- **TASK PROMPT**
Which lines in the records below contain the word "shorts", with case counting? Filter them out and copy each one.

- **EXCERPTED RECORDS**
-- -- --
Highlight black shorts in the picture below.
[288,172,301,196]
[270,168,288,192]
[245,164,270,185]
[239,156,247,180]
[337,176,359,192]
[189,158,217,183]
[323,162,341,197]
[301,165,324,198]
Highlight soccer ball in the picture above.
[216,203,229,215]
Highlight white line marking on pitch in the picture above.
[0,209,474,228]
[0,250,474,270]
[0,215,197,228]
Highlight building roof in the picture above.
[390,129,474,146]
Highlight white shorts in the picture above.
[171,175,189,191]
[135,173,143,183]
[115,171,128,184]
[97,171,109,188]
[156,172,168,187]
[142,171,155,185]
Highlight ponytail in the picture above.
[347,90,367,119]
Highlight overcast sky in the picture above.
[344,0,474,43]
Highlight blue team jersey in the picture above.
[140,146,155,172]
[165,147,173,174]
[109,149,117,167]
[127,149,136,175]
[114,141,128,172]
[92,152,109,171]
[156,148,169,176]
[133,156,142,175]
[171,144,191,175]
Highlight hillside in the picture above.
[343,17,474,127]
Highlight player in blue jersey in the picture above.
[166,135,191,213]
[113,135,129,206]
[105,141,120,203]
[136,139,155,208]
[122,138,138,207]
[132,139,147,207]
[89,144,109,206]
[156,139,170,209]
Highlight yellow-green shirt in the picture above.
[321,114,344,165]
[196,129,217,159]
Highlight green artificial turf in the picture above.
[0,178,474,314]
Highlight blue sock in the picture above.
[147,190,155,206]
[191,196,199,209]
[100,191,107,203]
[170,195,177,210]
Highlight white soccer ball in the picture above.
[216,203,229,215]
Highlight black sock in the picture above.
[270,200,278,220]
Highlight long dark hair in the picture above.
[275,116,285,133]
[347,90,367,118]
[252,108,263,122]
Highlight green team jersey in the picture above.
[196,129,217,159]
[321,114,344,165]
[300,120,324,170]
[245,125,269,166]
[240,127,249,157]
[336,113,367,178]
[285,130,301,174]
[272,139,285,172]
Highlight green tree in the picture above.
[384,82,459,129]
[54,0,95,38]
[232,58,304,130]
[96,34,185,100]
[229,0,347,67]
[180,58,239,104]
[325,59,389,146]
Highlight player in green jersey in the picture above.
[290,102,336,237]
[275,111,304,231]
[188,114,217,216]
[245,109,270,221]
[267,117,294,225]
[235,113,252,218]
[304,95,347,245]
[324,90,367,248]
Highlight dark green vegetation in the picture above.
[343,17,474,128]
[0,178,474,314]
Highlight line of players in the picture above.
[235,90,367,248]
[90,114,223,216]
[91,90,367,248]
-- -- --
- **TASK OUTPUT**
Highlight black shorts in the picture below.
Highlight white shorts in the picture above.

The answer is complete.